[Start Record excerpts]

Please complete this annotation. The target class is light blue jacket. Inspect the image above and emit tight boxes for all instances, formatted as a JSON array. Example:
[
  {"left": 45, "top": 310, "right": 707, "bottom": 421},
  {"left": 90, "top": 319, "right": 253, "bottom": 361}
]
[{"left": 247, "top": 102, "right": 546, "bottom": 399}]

[End Record excerpts]

Rewrite the records above so that "light blue jacket" becomes "dark green coat", leaving every other word unchanged.

Please complete this annotation. The target class is dark green coat. Inspect the image above and emit tight boxes for all instances, formatted as a JSON array. Example:
[
  {"left": 45, "top": 310, "right": 707, "bottom": 421},
  {"left": 90, "top": 319, "right": 253, "bottom": 361}
]
[{"left": 247, "top": 102, "right": 546, "bottom": 399}]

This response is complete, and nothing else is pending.